──────── Data provided

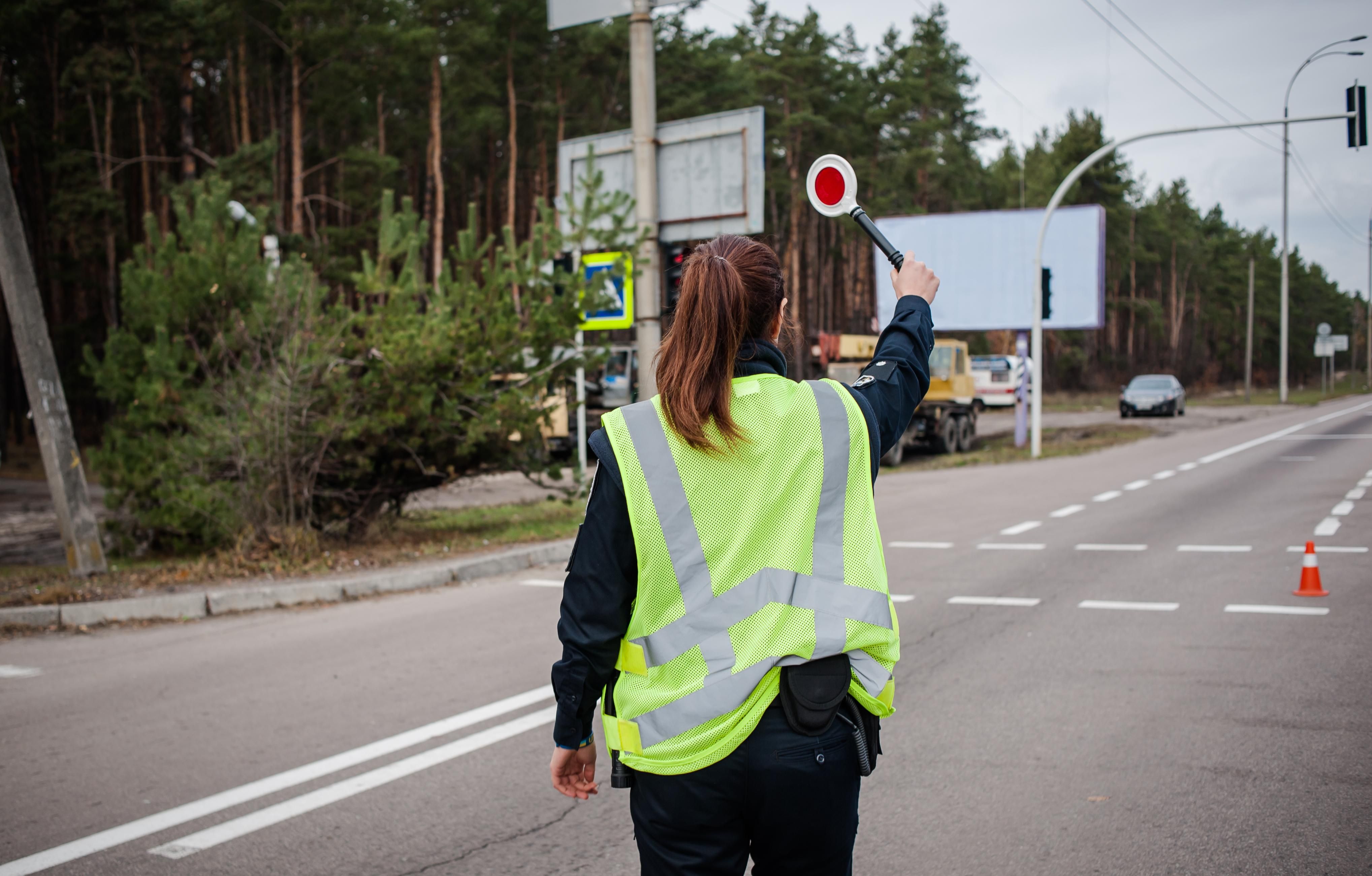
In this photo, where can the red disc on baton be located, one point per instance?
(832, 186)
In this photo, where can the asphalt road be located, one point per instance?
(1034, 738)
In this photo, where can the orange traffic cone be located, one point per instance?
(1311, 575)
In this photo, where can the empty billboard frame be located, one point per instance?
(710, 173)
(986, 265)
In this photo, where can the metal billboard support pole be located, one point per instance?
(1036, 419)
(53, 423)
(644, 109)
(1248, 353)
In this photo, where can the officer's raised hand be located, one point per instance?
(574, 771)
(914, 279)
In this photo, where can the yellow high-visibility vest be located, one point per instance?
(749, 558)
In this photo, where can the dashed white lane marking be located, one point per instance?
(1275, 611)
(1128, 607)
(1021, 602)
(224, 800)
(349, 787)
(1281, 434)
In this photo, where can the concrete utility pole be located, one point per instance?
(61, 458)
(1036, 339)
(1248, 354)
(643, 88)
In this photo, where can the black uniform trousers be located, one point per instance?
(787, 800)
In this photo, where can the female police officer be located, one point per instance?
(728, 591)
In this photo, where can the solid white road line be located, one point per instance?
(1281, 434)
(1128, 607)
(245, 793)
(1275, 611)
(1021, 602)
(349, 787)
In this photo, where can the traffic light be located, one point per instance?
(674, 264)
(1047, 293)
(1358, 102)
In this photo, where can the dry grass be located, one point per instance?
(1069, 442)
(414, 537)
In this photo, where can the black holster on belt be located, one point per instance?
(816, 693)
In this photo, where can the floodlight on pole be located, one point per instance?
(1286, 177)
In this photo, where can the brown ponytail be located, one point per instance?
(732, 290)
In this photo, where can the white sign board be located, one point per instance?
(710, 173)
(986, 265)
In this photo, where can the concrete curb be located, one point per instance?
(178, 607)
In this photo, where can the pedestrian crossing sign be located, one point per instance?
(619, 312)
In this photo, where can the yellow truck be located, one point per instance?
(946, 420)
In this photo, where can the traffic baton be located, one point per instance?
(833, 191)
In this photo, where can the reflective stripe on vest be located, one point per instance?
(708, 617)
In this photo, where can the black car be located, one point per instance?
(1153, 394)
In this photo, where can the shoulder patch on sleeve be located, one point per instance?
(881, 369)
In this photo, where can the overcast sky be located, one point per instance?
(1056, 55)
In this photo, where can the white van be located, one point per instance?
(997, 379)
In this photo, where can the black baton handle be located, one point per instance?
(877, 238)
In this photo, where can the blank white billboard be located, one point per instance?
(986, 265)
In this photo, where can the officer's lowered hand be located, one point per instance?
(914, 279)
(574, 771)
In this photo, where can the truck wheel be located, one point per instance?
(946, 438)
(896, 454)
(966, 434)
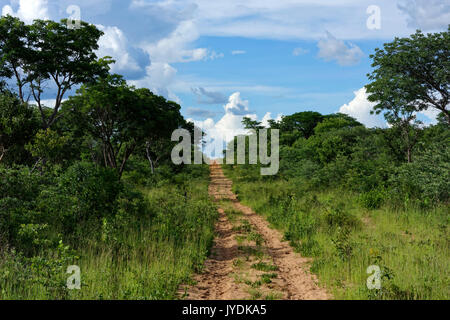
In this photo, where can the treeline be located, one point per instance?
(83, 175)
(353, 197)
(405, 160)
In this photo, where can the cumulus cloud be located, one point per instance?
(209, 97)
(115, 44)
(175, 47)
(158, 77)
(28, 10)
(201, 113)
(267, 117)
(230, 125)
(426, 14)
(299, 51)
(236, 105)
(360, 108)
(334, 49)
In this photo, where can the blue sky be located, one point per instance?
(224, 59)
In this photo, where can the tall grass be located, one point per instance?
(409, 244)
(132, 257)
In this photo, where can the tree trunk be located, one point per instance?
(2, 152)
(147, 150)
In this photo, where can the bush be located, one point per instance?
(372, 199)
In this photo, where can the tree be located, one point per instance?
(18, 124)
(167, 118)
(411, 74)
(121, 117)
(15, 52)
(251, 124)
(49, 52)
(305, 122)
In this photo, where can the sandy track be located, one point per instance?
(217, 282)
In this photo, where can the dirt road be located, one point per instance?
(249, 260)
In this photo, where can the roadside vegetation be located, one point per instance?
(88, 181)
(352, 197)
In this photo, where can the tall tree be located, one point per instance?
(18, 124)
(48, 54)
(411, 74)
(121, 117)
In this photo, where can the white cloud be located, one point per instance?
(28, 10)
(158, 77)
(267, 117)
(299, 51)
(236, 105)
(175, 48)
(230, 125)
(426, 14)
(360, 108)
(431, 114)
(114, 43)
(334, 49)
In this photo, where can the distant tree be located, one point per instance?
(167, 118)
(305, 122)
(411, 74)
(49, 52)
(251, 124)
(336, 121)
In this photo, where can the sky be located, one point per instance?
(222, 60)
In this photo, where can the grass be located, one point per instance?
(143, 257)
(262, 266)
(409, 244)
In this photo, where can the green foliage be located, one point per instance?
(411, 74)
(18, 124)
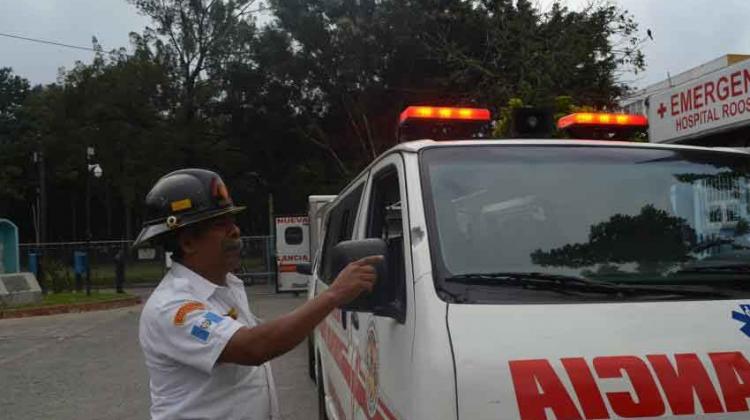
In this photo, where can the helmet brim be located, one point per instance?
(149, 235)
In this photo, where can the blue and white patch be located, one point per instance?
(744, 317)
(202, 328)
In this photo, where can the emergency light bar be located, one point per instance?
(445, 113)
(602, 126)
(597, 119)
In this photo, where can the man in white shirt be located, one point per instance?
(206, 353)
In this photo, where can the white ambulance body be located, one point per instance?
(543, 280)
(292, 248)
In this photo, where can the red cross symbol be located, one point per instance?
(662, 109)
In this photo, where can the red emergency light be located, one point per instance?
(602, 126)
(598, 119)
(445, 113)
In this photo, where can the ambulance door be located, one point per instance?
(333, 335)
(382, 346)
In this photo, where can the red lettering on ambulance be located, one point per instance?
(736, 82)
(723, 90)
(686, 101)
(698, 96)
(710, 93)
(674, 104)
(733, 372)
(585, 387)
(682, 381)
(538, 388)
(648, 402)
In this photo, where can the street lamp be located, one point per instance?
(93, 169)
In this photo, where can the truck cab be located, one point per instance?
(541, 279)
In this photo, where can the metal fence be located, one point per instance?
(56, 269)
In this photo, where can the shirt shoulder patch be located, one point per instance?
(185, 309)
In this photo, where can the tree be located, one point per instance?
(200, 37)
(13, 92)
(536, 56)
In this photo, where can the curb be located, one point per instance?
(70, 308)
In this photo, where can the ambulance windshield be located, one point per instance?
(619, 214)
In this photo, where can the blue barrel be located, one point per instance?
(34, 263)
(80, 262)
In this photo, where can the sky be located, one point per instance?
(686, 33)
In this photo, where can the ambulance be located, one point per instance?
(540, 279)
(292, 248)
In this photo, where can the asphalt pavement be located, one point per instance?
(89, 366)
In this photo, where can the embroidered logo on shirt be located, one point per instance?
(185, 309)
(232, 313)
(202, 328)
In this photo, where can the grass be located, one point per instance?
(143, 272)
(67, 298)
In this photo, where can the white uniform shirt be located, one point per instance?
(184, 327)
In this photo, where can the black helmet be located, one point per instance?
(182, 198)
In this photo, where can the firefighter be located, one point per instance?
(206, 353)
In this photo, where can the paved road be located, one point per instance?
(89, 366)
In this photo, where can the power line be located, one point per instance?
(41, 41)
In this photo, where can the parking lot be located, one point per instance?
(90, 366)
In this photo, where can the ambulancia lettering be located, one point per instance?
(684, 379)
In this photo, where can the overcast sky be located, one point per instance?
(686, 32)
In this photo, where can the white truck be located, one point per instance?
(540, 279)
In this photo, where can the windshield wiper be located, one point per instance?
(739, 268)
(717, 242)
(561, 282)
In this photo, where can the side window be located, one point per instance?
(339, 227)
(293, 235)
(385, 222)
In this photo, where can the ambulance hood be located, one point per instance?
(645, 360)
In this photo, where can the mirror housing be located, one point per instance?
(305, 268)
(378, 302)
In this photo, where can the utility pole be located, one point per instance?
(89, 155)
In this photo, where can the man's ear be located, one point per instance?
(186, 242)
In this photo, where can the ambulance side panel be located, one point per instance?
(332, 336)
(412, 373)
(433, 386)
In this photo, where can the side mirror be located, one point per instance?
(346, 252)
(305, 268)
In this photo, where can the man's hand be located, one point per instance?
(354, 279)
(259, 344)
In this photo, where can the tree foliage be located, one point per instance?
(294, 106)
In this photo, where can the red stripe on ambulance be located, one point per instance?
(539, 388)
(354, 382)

────────────────
──────── Data provided

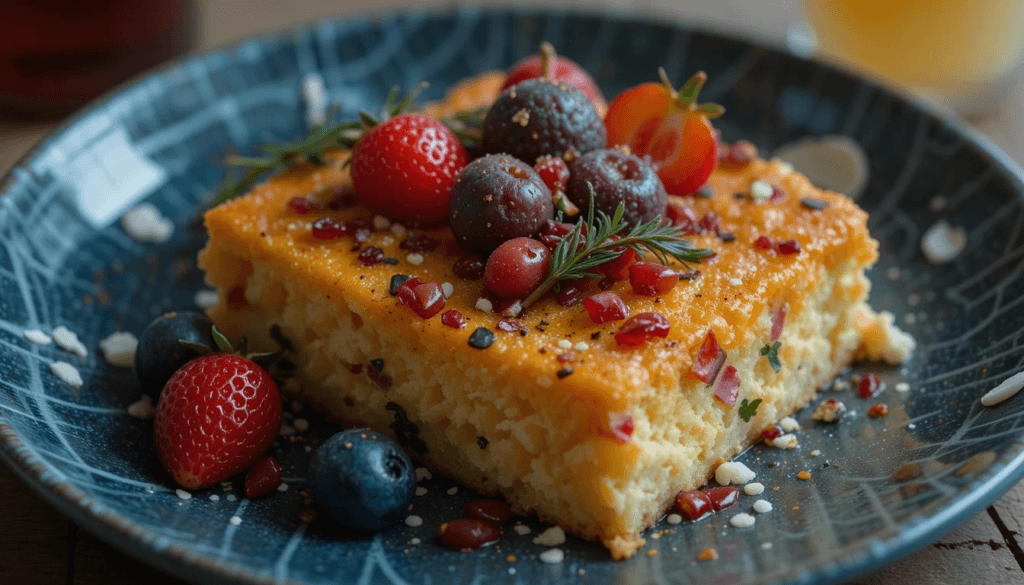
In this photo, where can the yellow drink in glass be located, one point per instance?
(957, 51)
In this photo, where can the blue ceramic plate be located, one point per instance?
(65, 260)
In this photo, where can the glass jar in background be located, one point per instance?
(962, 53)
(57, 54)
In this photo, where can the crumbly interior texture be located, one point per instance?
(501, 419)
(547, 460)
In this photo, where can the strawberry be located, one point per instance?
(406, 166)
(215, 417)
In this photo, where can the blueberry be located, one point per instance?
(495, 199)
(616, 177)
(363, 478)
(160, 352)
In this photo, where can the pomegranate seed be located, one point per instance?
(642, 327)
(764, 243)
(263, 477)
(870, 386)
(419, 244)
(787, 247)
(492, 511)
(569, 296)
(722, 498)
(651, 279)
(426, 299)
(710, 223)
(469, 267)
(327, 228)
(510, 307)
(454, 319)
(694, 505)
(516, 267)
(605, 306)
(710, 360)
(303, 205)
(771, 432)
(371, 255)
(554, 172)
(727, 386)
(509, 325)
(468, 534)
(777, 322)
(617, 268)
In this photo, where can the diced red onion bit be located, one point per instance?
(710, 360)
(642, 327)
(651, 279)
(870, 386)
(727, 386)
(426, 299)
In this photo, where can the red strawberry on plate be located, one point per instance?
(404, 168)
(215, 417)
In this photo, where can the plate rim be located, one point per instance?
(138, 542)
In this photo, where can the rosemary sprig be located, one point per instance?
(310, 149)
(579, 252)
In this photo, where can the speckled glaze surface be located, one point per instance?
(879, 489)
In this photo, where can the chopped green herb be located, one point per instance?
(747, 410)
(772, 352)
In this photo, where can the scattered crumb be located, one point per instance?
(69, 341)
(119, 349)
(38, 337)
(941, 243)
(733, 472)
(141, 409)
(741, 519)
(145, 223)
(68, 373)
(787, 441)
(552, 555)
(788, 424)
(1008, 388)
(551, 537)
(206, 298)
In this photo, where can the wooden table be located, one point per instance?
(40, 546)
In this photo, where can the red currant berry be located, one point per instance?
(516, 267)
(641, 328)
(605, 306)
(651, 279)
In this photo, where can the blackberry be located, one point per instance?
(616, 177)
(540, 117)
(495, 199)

────────────────

Collect each line in the records above that contains the string "shoulder". Count only matches with the same uppercase and lowercase letters.

▶ **Solution for this problem**
In this photo, where can the shoulder patch on sleeve be located, one point per instance?
In this photo, where can the shirt shoulder patch be located, one point per instance?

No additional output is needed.